Start of Provided material

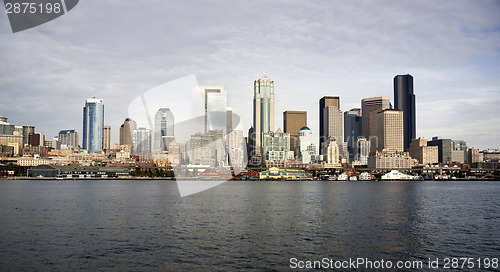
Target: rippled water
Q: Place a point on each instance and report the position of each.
(145, 225)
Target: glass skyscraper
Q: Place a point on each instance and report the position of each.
(164, 129)
(214, 107)
(404, 100)
(93, 124)
(263, 110)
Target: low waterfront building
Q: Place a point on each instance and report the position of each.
(391, 160)
(53, 171)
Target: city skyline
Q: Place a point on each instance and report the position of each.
(454, 59)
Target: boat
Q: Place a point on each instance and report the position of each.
(365, 176)
(398, 175)
(342, 176)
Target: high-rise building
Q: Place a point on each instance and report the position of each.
(449, 150)
(326, 101)
(333, 127)
(293, 121)
(370, 107)
(126, 130)
(423, 153)
(164, 130)
(229, 120)
(36, 139)
(93, 124)
(390, 128)
(352, 129)
(404, 100)
(308, 145)
(213, 99)
(69, 138)
(263, 110)
(142, 142)
(106, 137)
(26, 132)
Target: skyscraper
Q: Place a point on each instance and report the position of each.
(352, 129)
(106, 137)
(126, 130)
(369, 109)
(142, 142)
(324, 102)
(213, 99)
(164, 129)
(263, 110)
(93, 123)
(293, 121)
(390, 128)
(404, 100)
(69, 138)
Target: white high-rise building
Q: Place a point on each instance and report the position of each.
(141, 138)
(213, 99)
(93, 124)
(164, 129)
(263, 111)
(308, 145)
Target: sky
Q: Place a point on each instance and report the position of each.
(117, 50)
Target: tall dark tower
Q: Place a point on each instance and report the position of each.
(324, 102)
(404, 100)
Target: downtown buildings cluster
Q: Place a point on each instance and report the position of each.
(378, 135)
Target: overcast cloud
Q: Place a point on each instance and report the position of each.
(116, 50)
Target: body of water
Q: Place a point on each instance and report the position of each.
(260, 226)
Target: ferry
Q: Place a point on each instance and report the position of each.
(365, 176)
(398, 175)
(342, 176)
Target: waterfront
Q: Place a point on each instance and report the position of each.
(145, 225)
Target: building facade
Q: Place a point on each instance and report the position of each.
(164, 129)
(390, 130)
(293, 121)
(352, 129)
(263, 111)
(93, 124)
(370, 107)
(423, 153)
(404, 100)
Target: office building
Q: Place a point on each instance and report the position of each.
(390, 130)
(263, 111)
(213, 99)
(333, 127)
(106, 137)
(26, 132)
(423, 153)
(126, 130)
(36, 139)
(352, 129)
(308, 145)
(449, 150)
(293, 121)
(93, 124)
(370, 107)
(362, 152)
(326, 101)
(68, 138)
(404, 100)
(142, 142)
(164, 130)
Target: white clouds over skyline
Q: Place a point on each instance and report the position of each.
(116, 50)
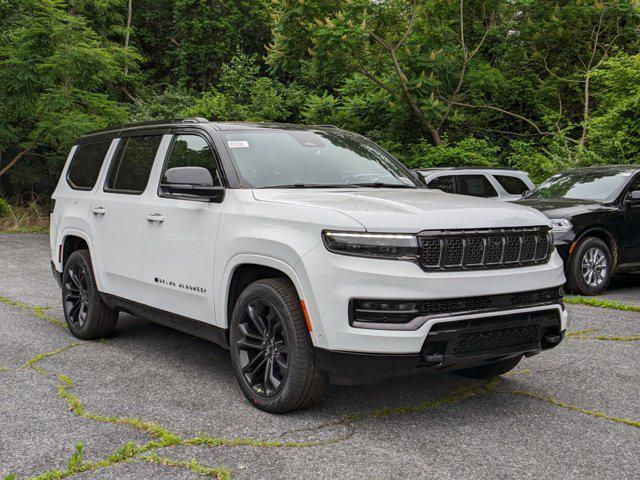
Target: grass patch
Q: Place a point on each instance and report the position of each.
(573, 408)
(601, 303)
(29, 218)
(41, 356)
(216, 472)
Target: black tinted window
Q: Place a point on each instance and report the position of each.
(445, 183)
(476, 186)
(85, 165)
(513, 185)
(192, 151)
(131, 166)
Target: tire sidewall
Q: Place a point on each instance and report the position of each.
(297, 368)
(78, 258)
(577, 282)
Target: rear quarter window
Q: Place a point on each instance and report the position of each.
(512, 185)
(86, 164)
(131, 166)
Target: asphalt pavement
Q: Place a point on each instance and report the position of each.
(150, 402)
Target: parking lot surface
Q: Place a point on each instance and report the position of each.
(150, 402)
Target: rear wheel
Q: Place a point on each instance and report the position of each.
(491, 369)
(271, 351)
(87, 316)
(590, 267)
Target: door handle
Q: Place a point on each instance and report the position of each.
(98, 211)
(154, 217)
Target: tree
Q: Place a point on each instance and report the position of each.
(58, 80)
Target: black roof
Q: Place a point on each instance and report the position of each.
(224, 126)
(605, 168)
(439, 169)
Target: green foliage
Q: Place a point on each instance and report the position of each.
(537, 85)
(467, 152)
(615, 125)
(5, 208)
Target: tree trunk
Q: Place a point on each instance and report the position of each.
(585, 113)
(15, 159)
(128, 33)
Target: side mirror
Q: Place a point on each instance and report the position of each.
(191, 183)
(633, 198)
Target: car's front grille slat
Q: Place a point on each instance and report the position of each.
(484, 249)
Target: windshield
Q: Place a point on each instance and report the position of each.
(584, 185)
(312, 159)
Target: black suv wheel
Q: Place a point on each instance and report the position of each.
(87, 316)
(590, 267)
(271, 350)
(491, 369)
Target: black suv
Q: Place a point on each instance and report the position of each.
(596, 220)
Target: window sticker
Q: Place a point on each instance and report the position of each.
(238, 144)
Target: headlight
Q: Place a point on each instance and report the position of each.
(560, 225)
(396, 246)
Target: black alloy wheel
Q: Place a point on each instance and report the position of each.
(87, 316)
(590, 267)
(272, 355)
(76, 295)
(262, 347)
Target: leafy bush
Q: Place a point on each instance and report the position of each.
(470, 151)
(5, 208)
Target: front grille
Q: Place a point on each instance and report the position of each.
(497, 339)
(478, 249)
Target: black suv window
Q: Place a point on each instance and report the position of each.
(132, 163)
(445, 183)
(476, 186)
(192, 151)
(513, 185)
(85, 165)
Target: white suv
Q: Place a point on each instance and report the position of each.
(308, 252)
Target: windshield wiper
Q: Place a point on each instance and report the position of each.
(383, 185)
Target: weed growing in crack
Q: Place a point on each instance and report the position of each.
(193, 465)
(600, 303)
(38, 312)
(561, 404)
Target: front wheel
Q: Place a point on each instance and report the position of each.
(590, 267)
(271, 351)
(87, 316)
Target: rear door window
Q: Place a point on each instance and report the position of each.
(86, 164)
(446, 183)
(132, 163)
(512, 185)
(476, 186)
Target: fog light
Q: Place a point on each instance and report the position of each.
(382, 311)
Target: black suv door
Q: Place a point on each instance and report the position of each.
(631, 228)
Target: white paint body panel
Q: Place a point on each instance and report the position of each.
(201, 244)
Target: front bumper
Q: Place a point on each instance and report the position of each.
(331, 281)
(450, 346)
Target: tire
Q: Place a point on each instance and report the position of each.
(590, 255)
(87, 316)
(490, 370)
(271, 351)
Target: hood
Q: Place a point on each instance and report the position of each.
(560, 207)
(408, 210)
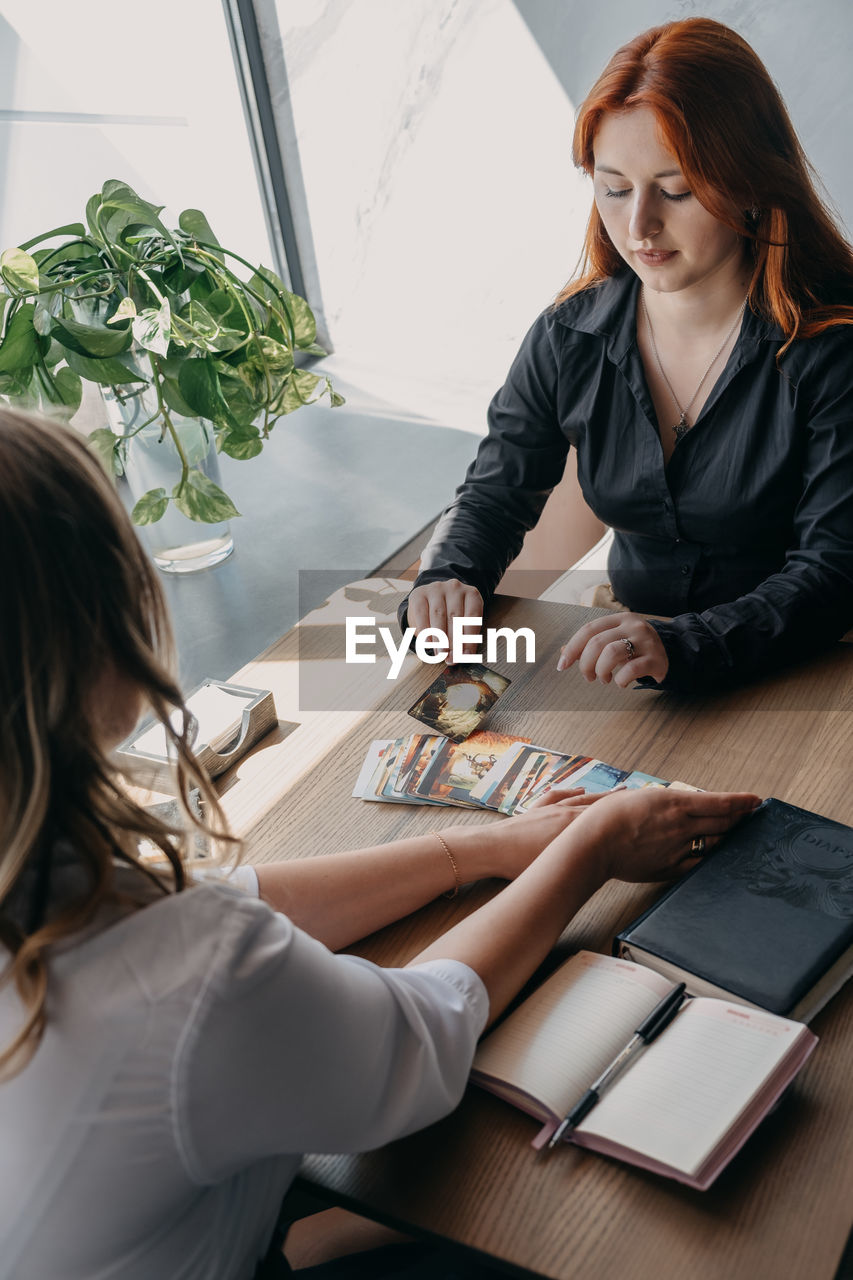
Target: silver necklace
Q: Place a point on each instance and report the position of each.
(683, 426)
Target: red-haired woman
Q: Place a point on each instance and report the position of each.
(702, 368)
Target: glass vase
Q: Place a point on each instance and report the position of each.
(178, 544)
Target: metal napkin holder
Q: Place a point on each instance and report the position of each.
(258, 718)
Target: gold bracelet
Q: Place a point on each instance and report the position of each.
(455, 890)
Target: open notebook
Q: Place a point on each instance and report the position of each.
(683, 1107)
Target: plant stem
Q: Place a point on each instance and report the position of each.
(164, 411)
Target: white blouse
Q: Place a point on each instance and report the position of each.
(194, 1050)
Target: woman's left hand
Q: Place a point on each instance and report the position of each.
(515, 842)
(620, 648)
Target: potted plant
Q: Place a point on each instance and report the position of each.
(195, 348)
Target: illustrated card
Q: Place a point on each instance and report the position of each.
(456, 768)
(460, 699)
(372, 762)
(566, 772)
(635, 781)
(492, 787)
(602, 777)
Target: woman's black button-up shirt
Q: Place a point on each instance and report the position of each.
(744, 539)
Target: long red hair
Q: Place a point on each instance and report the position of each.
(723, 118)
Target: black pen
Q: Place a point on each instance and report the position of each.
(661, 1016)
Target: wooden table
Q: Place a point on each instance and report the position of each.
(783, 1210)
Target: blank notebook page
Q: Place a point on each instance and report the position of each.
(685, 1091)
(562, 1037)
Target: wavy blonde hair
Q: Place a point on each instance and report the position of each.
(80, 599)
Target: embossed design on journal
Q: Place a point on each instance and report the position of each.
(804, 864)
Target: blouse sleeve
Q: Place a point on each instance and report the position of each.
(518, 465)
(293, 1048)
(808, 603)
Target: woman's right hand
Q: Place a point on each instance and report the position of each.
(648, 835)
(437, 604)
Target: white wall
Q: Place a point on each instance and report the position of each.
(434, 142)
(105, 88)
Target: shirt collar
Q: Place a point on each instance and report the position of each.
(610, 310)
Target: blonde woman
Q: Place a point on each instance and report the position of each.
(170, 1048)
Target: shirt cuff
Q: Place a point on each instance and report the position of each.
(242, 877)
(466, 982)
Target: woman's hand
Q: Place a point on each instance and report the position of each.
(620, 648)
(437, 604)
(506, 848)
(648, 835)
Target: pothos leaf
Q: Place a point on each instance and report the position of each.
(126, 310)
(22, 346)
(19, 270)
(153, 328)
(150, 507)
(199, 498)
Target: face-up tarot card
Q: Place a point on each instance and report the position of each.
(460, 699)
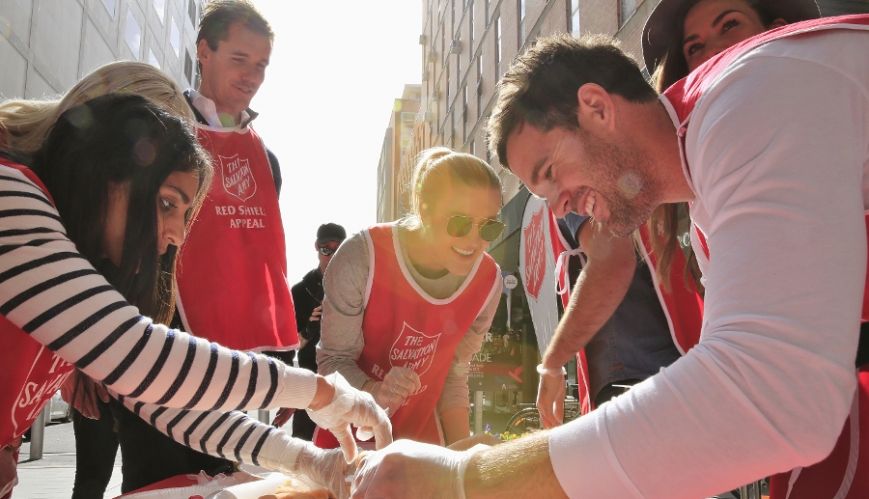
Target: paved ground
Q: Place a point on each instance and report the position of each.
(52, 476)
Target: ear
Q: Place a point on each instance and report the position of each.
(595, 108)
(778, 22)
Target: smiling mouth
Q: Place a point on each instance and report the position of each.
(463, 252)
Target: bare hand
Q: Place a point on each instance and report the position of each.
(316, 313)
(550, 399)
(398, 384)
(84, 394)
(284, 414)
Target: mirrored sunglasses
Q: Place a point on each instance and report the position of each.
(460, 226)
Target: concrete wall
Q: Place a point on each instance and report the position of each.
(48, 45)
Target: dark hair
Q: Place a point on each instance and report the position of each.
(673, 66)
(219, 15)
(121, 139)
(540, 87)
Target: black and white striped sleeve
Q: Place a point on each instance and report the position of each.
(54, 295)
(229, 435)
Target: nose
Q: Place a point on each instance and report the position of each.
(173, 234)
(560, 204)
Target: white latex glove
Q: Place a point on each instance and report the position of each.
(398, 384)
(352, 406)
(412, 469)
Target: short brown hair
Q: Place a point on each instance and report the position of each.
(219, 15)
(540, 87)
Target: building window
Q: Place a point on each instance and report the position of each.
(160, 8)
(470, 30)
(191, 11)
(133, 35)
(111, 7)
(175, 37)
(152, 59)
(627, 9)
(573, 17)
(188, 67)
(498, 47)
(480, 84)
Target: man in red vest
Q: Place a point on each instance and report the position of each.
(769, 142)
(232, 278)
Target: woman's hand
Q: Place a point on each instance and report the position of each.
(347, 406)
(398, 384)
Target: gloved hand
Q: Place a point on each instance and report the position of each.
(83, 394)
(398, 384)
(283, 415)
(412, 469)
(352, 406)
(326, 467)
(550, 396)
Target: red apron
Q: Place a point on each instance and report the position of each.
(34, 372)
(232, 269)
(404, 326)
(845, 472)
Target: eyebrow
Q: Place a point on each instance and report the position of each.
(535, 172)
(184, 196)
(715, 22)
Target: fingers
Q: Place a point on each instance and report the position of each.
(402, 381)
(550, 401)
(347, 442)
(283, 415)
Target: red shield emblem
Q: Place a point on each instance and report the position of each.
(47, 373)
(413, 349)
(535, 257)
(238, 179)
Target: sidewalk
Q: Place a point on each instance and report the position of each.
(52, 476)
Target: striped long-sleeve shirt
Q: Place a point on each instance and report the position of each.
(184, 384)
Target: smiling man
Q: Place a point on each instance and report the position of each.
(769, 142)
(232, 282)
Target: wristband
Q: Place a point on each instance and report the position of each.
(548, 371)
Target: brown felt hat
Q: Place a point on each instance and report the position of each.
(662, 23)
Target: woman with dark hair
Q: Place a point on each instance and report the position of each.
(113, 188)
(408, 303)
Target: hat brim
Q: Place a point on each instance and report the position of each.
(662, 23)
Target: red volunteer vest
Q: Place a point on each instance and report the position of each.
(34, 372)
(404, 326)
(232, 269)
(845, 472)
(682, 306)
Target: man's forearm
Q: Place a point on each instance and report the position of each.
(505, 470)
(599, 290)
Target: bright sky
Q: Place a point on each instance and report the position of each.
(335, 71)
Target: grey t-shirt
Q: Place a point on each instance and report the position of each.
(635, 342)
(341, 339)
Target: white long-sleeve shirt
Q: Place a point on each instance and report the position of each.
(53, 293)
(777, 153)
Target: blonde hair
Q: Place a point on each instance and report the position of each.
(437, 165)
(24, 124)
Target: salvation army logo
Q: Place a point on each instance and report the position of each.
(238, 179)
(535, 256)
(47, 373)
(413, 349)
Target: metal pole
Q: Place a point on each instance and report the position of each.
(37, 433)
(478, 412)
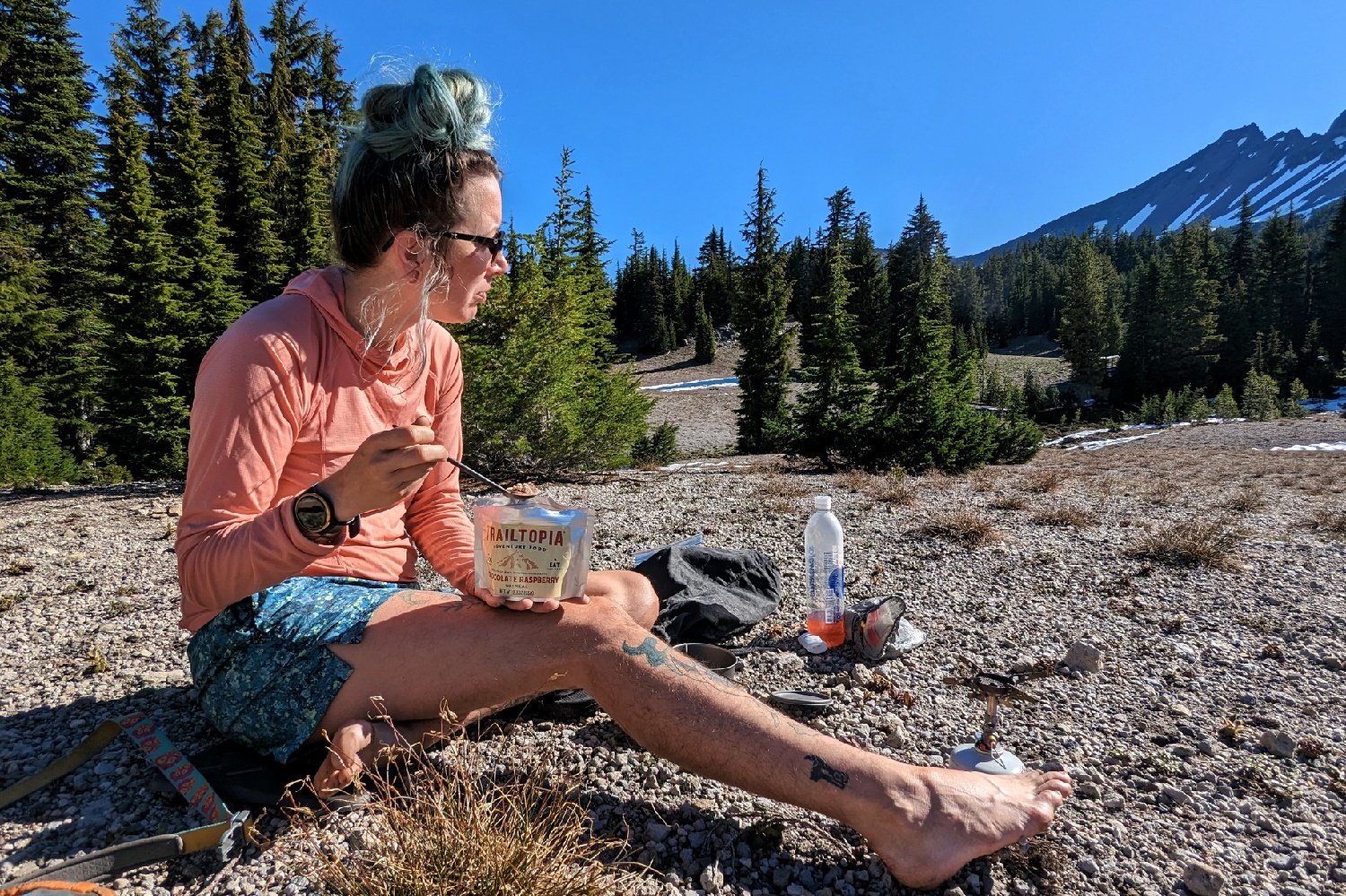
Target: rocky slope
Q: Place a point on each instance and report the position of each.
(1211, 737)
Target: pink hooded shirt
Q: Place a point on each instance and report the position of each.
(284, 398)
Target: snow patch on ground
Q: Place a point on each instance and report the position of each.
(1139, 218)
(694, 384)
(1321, 446)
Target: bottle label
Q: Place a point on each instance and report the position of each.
(826, 583)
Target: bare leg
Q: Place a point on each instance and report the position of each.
(357, 742)
(925, 823)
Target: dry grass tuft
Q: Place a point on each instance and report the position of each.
(983, 479)
(783, 492)
(1248, 500)
(855, 481)
(1066, 516)
(1044, 481)
(1192, 544)
(1330, 522)
(961, 527)
(894, 489)
(460, 829)
(936, 481)
(1009, 502)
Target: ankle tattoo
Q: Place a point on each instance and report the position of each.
(821, 771)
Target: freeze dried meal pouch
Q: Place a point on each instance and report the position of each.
(530, 548)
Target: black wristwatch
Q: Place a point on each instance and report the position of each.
(317, 518)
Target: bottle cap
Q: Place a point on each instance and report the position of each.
(812, 643)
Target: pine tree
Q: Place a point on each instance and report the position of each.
(29, 448)
(912, 264)
(53, 245)
(1225, 405)
(145, 416)
(1281, 277)
(538, 398)
(231, 126)
(832, 416)
(1260, 397)
(627, 298)
(869, 298)
(923, 412)
(759, 320)
(575, 250)
(291, 150)
(705, 339)
(205, 269)
(712, 282)
(1330, 287)
(681, 306)
(1084, 326)
(1243, 263)
(1171, 335)
(144, 48)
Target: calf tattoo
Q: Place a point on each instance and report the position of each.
(659, 656)
(651, 650)
(821, 771)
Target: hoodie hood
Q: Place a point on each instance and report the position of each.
(323, 288)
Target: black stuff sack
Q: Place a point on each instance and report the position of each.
(708, 595)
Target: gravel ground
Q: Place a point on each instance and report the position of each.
(1211, 736)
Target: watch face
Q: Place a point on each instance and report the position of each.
(311, 513)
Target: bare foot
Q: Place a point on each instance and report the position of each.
(352, 747)
(955, 817)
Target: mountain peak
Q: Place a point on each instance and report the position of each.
(1283, 171)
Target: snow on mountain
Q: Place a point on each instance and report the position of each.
(1278, 174)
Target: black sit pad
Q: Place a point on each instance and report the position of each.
(708, 595)
(244, 778)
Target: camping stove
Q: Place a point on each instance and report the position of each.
(985, 753)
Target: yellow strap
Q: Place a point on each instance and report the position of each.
(66, 887)
(101, 736)
(207, 837)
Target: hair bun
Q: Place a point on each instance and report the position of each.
(447, 110)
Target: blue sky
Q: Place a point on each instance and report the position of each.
(1003, 115)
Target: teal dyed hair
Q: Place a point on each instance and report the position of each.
(406, 159)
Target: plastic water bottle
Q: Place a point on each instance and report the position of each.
(824, 573)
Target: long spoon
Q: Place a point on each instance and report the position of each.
(476, 475)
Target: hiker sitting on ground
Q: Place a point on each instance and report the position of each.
(315, 476)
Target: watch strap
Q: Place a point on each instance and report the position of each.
(331, 532)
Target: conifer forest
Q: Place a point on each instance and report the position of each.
(148, 206)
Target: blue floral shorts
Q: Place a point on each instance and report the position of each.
(261, 666)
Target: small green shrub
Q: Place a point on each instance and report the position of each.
(656, 448)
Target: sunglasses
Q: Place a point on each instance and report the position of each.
(494, 244)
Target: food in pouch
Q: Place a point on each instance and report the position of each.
(530, 548)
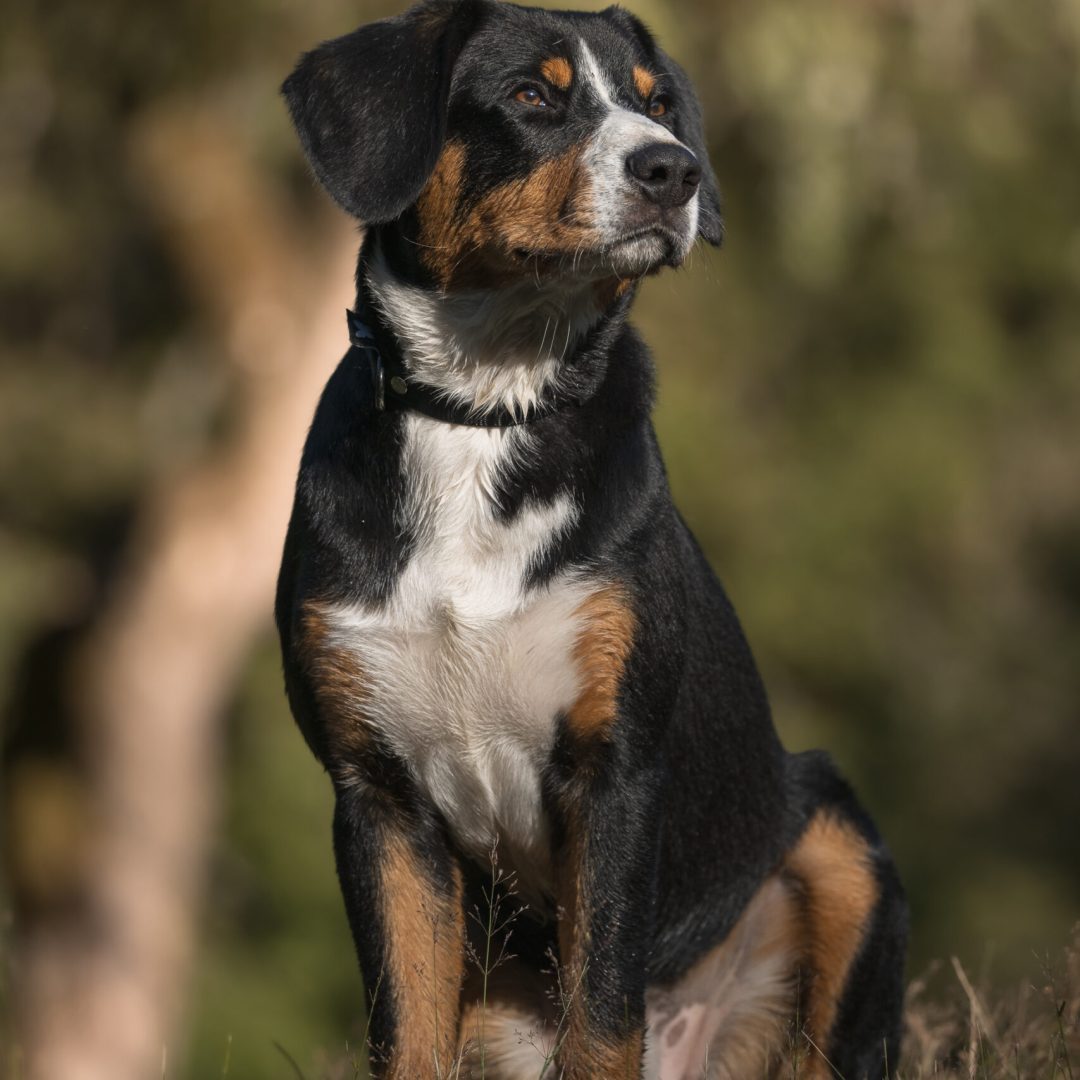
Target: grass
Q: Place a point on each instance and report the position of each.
(1031, 1033)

End of Provided material

What you need to do =
Each line above from the one with "Target: fingers" up to and including the one with "Target: grey t-shirt" must be set down exactly, and no line outside that span may appear.

Worked solution =
Target: fingers
Q: Place a point on each instance and report the position of each.
(402, 381)
(550, 401)
(347, 442)
(283, 415)
Target: red shield emblem
Q: Place a point on each instance and report the position of each.
(47, 373)
(413, 349)
(535, 257)
(238, 179)
Target: sidewalk
Q: Place a point on each instance and report the position of each.
(52, 476)
Target: striped long-sleeve shirt
Q: Place a point on each instance and report the position of each.
(184, 384)
Target: smiling man
Q: Place a point on each instance and report the position of each.
(769, 142)
(232, 282)
Target: wristband
Q: Place a point on each instance and report the position of each.
(548, 371)
Target: brown felt hat
Q: Place a point on each instance and report the position of each.
(662, 23)
Target: woman with dark hair
Q: Place a point on each instance and report the position of each.
(113, 188)
(408, 303)
Target: hat brim
Q: Place a point on each instance and report the position of each.
(662, 23)
Target: red volunteer vest
Q: Place a point on each instance and report the position of each.
(34, 372)
(404, 326)
(232, 269)
(845, 472)
(682, 306)
Target: man's forearm
Q: Place a point on each instance and report the position of each.
(505, 470)
(599, 290)
Target: bright sky
Q: Place a point on each instance and report the position of each.
(335, 71)
Target: grey t-shirt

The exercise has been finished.